> [How to complete this task]:
All that is wanted is a word-for-word copy of the line with "Where can the stadium" and every line after it in the data below.

--------------------

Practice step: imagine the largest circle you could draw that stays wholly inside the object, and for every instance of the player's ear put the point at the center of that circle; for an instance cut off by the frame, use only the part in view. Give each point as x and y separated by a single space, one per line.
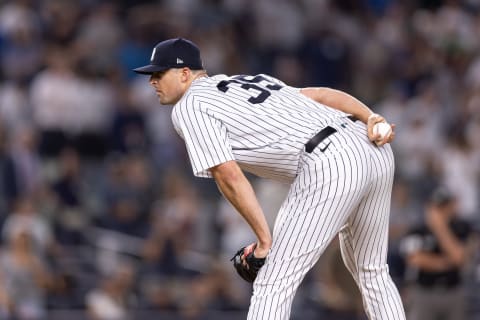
185 74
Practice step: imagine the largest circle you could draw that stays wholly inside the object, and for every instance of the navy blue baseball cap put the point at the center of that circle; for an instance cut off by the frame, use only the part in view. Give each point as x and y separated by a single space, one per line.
173 53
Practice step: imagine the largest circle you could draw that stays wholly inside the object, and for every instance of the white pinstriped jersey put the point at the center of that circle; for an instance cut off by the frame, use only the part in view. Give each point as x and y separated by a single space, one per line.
258 121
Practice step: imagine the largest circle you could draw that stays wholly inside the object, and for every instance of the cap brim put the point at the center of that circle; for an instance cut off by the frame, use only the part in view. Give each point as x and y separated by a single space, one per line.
149 69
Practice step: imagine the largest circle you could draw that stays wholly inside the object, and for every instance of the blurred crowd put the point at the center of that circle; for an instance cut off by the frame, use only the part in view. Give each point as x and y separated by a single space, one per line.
100 215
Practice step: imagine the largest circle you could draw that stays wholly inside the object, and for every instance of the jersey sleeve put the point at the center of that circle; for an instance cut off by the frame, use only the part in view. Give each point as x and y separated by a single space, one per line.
206 137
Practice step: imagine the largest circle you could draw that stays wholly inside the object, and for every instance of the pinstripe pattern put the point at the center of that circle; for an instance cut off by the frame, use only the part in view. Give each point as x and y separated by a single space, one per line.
346 189
265 139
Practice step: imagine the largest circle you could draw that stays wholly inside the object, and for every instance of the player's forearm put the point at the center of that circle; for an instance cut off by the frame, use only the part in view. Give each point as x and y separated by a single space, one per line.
339 100
238 191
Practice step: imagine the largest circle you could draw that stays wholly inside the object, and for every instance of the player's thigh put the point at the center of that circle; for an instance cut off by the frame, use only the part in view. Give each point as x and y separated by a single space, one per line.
369 223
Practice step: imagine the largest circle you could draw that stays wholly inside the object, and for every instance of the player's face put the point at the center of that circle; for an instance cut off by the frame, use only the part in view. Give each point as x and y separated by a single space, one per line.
169 85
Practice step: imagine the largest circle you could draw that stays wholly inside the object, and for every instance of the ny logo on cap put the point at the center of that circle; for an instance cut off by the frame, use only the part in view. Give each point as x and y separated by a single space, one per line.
153 54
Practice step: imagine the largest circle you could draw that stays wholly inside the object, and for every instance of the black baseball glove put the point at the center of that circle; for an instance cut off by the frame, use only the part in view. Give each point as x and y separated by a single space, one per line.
246 264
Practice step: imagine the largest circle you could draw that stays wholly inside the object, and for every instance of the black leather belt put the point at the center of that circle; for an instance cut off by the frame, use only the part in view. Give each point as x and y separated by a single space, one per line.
322 135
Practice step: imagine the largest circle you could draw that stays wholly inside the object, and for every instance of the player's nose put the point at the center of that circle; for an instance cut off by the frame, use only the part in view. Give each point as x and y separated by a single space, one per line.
152 80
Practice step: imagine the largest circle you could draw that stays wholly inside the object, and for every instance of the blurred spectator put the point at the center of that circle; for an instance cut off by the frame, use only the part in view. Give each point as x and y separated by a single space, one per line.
26 219
68 96
6 304
113 298
460 168
26 277
69 190
23 166
52 97
436 254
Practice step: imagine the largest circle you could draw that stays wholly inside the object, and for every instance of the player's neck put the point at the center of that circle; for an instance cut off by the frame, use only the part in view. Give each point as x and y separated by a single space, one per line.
199 75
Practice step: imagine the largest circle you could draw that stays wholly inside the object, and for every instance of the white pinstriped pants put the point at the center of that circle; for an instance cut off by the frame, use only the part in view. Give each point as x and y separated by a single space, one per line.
344 190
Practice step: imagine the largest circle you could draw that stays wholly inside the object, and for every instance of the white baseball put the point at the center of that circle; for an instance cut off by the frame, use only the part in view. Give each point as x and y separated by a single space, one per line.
382 128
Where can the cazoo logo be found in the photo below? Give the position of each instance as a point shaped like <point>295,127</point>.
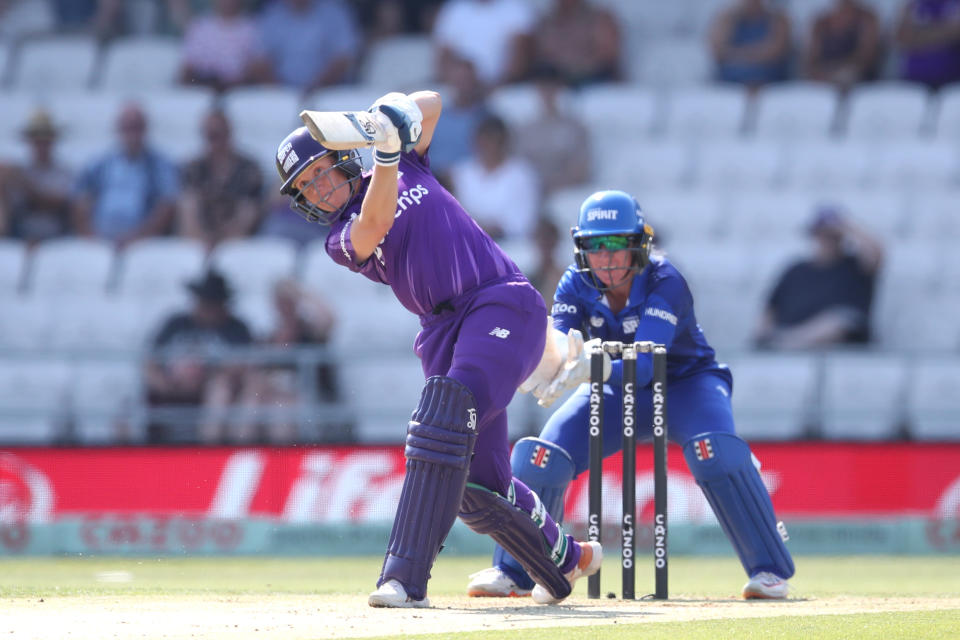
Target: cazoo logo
<point>562,307</point>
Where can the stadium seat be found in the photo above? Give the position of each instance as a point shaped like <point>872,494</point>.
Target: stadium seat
<point>932,399</point>
<point>104,398</point>
<point>863,396</point>
<point>13,257</point>
<point>773,396</point>
<point>705,113</point>
<point>886,111</point>
<point>4,64</point>
<point>947,123</point>
<point>646,165</point>
<point>563,206</point>
<point>34,396</point>
<point>769,216</point>
<point>795,111</point>
<point>64,63</point>
<point>158,266</point>
<point>96,323</point>
<point>72,266</point>
<point>732,166</point>
<point>254,265</point>
<point>18,106</point>
<point>880,211</point>
<point>519,104</point>
<point>911,275</point>
<point>394,382</point>
<point>140,63</point>
<point>687,216</point>
<point>174,119</point>
<point>827,165</point>
<point>920,166</point>
<point>932,216</point>
<point>615,112</point>
<point>399,63</point>
<point>25,323</point>
<point>670,62</point>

--------------------

> [Problem solution]:
Where can the stadium seat be found in the photo above? Give the position of each instance as a point shaped like <point>872,494</point>.
Target: stadium seat
<point>932,399</point>
<point>104,398</point>
<point>863,396</point>
<point>13,257</point>
<point>773,396</point>
<point>705,113</point>
<point>886,111</point>
<point>4,64</point>
<point>947,123</point>
<point>646,165</point>
<point>563,206</point>
<point>34,396</point>
<point>769,216</point>
<point>795,111</point>
<point>64,63</point>
<point>158,266</point>
<point>96,323</point>
<point>72,266</point>
<point>732,166</point>
<point>254,265</point>
<point>18,106</point>
<point>880,211</point>
<point>519,104</point>
<point>911,275</point>
<point>394,382</point>
<point>140,63</point>
<point>687,216</point>
<point>174,119</point>
<point>827,165</point>
<point>920,166</point>
<point>932,216</point>
<point>615,112</point>
<point>399,63</point>
<point>25,323</point>
<point>670,62</point>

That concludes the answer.